* _Records from a data source_
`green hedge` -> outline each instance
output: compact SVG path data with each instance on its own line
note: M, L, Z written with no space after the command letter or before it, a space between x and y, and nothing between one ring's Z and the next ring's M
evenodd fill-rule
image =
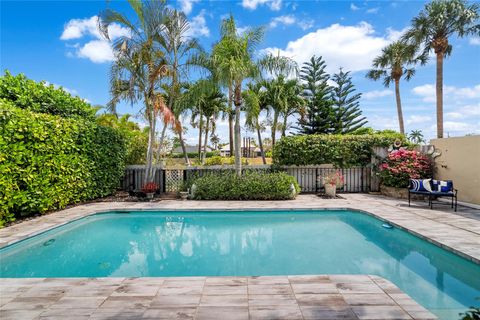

* _Work to complete_
The records above are to be restated exactly, without their pictures.

* _Response box_
`green hedge` -> outline each instance
output: compact SVG path data with each instance on its own line
note: M, L, Z written with no space after the command letter or before it, a space between x and y, and nothing between one ring's Z and the next ring's M
evenodd fill-rule
image =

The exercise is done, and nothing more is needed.